__TEXT EXCERPT__:
Previously a member of Student Union and student representative to the board of trustees, Aiken is one of 32 men and women from around the country to win the Rhodes scholarship this year.
Currently co-chair of the Mosaic Project and resident advisor on the third floor of Koenig House, Aiken is a double major in American culture studies and political science with a minor in psychology.
At Oxford University, he plans to get a master’s of philosophy in sociology and demography, but he still technically needs to apply to and be accepted by the program. Pending formal admission, he will spend two years in the United Kingdom, tuition and fees fully covered, after which he plans to return to the States and ultimately attend law school.
“A lot of my interest in sociology is around identity and thinking about refugee communities as persecuted communities for a variety of identities—whether it’s race, ethnicity, gender, sexual orientation, gender identity, whatever it may be,” Aiken said. “Sociology is an incredible lens to start interrogating questions of what their experiences might be like.”
He said that he plans for his senior year to continue similarly, focusing on the Mosaic Project, his classes and his freshman floor, but said it is nice to have figured out what he will be doing next year.
“Trying to think about the rest of senior year, I can’t imagine doing anything different than what I was doing before,” Aiken said. “I think it would feel inauthentic to kind of change directions.”
Last summer, Aiken worked at a refugee camp doing research in Germany as part of the Civic Scholars Program in the Humanity in Action fellowship. He said his work on campus, such as his time in Student Union, was similarly about fostering inclusivity.
“For me, it all fits together in a very, very logical way,” he said.

__PROBLEM 1__: Repeat the stretch of the Rhodes scholarship article from "Previously a member" through "scholarship this year.".
__PROBLEM 2__: According to the Rhodes scholarship article, what degree does Aiken plan to pursue at Oxford University?
__PROBLEM 3__: Write the next part of the Rhodes scholarship article, picking up after its last sentence.
The records have no connection to the Rhodes scholarship article.

(Saved entries)
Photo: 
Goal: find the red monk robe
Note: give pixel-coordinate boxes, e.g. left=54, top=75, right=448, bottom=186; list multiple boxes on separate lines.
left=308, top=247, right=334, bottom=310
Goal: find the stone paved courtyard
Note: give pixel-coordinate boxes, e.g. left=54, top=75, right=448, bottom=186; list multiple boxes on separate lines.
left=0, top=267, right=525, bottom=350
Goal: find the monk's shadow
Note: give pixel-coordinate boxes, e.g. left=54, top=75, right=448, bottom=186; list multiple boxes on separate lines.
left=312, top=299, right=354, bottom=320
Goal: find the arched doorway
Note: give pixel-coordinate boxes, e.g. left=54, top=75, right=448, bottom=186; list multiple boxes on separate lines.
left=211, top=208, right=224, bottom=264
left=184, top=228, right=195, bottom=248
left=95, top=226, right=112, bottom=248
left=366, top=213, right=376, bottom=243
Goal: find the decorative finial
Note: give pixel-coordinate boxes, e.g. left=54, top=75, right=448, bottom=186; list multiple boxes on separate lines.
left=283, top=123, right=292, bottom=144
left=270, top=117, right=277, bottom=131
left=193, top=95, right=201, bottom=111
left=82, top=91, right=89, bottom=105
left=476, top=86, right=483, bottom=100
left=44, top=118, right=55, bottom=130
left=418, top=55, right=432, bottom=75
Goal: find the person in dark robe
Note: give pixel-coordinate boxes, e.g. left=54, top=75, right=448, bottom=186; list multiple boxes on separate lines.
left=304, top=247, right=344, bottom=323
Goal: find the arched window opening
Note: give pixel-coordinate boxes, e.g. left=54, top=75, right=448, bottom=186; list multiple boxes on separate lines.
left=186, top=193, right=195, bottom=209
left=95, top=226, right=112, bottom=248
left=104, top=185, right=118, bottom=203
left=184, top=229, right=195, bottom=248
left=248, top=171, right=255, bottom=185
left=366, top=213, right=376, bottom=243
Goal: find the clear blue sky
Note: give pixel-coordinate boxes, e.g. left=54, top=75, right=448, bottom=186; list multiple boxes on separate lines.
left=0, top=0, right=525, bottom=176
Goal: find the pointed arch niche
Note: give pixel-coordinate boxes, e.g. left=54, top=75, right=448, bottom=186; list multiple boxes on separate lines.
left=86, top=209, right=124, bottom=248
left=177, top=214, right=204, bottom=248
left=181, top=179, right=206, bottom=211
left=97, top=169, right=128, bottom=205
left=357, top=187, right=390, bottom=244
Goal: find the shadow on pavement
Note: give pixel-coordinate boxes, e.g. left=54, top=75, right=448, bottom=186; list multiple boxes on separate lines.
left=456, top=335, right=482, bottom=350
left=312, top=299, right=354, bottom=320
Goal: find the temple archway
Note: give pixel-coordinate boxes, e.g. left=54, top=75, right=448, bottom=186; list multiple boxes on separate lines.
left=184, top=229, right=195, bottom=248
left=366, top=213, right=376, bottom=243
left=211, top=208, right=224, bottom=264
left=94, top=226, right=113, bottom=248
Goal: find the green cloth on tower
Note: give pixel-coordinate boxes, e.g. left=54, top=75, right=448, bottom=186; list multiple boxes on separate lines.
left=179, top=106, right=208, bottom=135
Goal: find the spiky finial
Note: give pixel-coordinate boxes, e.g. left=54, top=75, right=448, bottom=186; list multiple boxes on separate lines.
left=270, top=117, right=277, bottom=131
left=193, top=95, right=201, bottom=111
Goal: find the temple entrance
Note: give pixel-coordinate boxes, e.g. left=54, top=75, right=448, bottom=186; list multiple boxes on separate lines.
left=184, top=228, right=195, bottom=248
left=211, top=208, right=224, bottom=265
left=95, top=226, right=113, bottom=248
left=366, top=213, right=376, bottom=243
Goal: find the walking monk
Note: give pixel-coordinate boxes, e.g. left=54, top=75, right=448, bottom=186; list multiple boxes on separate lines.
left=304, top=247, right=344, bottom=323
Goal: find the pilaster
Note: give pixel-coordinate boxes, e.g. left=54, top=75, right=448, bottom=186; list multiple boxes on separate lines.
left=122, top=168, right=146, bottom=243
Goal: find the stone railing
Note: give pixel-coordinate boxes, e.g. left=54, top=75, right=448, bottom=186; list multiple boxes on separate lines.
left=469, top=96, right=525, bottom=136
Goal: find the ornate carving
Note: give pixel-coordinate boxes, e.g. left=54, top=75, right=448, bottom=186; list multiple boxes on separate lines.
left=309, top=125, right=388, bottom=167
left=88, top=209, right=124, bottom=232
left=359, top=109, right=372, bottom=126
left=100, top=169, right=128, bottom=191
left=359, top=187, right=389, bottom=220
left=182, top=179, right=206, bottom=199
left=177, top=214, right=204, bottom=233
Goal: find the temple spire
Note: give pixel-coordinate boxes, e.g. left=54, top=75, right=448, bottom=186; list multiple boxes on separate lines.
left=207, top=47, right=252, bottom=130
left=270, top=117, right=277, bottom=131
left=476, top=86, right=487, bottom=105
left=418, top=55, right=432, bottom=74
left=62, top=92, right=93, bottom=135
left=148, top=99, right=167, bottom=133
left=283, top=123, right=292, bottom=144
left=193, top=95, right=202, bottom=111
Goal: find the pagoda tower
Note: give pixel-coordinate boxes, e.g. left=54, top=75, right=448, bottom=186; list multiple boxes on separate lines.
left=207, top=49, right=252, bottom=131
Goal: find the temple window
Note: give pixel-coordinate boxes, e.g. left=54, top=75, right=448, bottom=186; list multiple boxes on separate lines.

__OUTPUT 1__:
Previously a member of Student Union and student representative to the board of trustees, Aiken is one of 32 men and women from around the country to win the Rhodes scholarship this year.

__OUTPUT 2__: A master's of philosophy in sociology and demography.

__OUTPUT 3__:
He found out he won the scholarship Saturday after an application and interviewing process that began over the summer. He said former Rhodes scholars have already reached out to him to offer congratulations, and one thing that excites him most about the scholarship is the community it allows him to join.
Sharon Stahl, vice chancellor for students, wrote one of Aiken’s letters of recommendation for the scholarship and stressed how much he has added to campus over his years at the University—most recently, hosting the Forum on Diversity in Undergraduate Admissions.
“He’s an incredibly intellectually gifted individual; he’s a serious scholar but also so incredibly committed to the community. He’s what I would call one of those quiet leaders—he’s not boastful and doesn’t beat his drums. He’s very thoughtful,” Stahl said.
“He’s just a great person, and he really, really cares about the Washington University community, and he cares about the world,” Stahl added. “I have no doubt that Josh [Aiken] is somebody, no matter where he is or what he does, that will be making change for all of us…you want someone who’s going to be a Rhodes scholar to really understand the power of change they can make based on this opportunity, and Josh [Aiken] is one of those people.”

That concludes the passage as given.